Task input:
==============================
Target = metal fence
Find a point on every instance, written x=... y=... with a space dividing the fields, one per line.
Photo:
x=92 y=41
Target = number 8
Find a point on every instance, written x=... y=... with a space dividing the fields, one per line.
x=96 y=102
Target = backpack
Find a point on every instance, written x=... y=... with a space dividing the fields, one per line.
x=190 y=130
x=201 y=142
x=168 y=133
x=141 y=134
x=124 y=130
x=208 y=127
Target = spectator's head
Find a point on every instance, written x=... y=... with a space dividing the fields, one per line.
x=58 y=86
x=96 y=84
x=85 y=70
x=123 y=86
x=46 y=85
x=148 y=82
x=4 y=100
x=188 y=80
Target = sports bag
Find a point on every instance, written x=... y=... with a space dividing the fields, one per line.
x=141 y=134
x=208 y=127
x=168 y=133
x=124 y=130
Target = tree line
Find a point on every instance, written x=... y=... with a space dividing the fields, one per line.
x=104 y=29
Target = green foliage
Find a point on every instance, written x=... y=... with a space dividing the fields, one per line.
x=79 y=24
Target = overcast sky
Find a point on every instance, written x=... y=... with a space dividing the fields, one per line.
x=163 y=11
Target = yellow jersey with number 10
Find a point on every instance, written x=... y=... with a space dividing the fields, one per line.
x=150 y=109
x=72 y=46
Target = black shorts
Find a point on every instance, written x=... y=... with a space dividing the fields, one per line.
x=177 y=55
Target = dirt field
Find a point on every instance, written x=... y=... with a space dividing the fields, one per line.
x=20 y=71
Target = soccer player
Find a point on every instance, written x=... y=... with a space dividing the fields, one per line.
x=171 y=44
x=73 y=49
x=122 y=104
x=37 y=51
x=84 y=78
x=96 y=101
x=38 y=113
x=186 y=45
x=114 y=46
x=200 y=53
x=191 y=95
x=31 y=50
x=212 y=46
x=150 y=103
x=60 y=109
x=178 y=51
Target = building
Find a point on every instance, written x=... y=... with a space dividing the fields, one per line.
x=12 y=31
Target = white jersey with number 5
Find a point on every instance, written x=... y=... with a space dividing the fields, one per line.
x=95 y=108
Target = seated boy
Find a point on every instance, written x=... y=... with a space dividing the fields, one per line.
==============================
Task objective:
Each entry needs to be written out again, exactly as given.

Response to the exercise:
Target = metal fence
Find a point on every instance, written x=... y=... with a space dividing the fields, one per line.
Photo:
x=92 y=41
Target = number 8
Find a point on every instance, written x=... y=... with a space dividing the fields, one per line.
x=96 y=102
Target = backpack
Find a point on every instance, written x=... y=... with a space dividing the fields, one per line.
x=190 y=130
x=201 y=142
x=168 y=133
x=141 y=134
x=124 y=130
x=208 y=127
Target = spectator's head
Find a point on every instance, written x=... y=... with a space dividing the fields, one per line.
x=58 y=86
x=96 y=84
x=85 y=70
x=123 y=86
x=46 y=85
x=148 y=82
x=4 y=100
x=188 y=80
Target = sports bag
Find a point on every instance, written x=... y=... with a space dividing the fields, one per line.
x=141 y=134
x=208 y=127
x=168 y=133
x=124 y=130
Target = tree line
Find a point on every instance, written x=... y=... with a space dividing the fields, one per line.
x=104 y=29
Target = green foliage
Find a point on every instance, written x=... y=... with a space dividing the fields, one per line.
x=79 y=24
Target = overcast sky
Find a point on every instance, written x=... y=... with a space dividing the fields, one per line.
x=163 y=11
Target = yellow jersey with number 10
Find a point on every instance, written x=... y=... with a space dividing the fields, one per line.
x=150 y=109
x=72 y=46
Target = black shorts
Find a point on every instance, written x=... y=... with a space dividing the fields, one per line.
x=177 y=55
Target = dirt field
Find a point on every instance, written x=... y=... with a space dividing the fields, one per line.
x=20 y=71
Target = soccer player
Find a point on every instance, written x=... y=... with a space dividing the fields, one per line.
x=171 y=44
x=73 y=49
x=122 y=104
x=37 y=51
x=84 y=78
x=96 y=101
x=38 y=113
x=186 y=45
x=114 y=46
x=200 y=53
x=191 y=95
x=31 y=50
x=212 y=46
x=150 y=103
x=60 y=109
x=178 y=51
Target = building
Find a point on every instance, written x=... y=... with a space dividing the fields, one per line.
x=12 y=31
Target = white jersey with number 5
Find a point on every instance, written x=... y=... with a space dividing the fields, one per line.
x=95 y=108
Target = seated boy
Find a point on every instance, written x=... y=... with a space dividing the fields, one per line.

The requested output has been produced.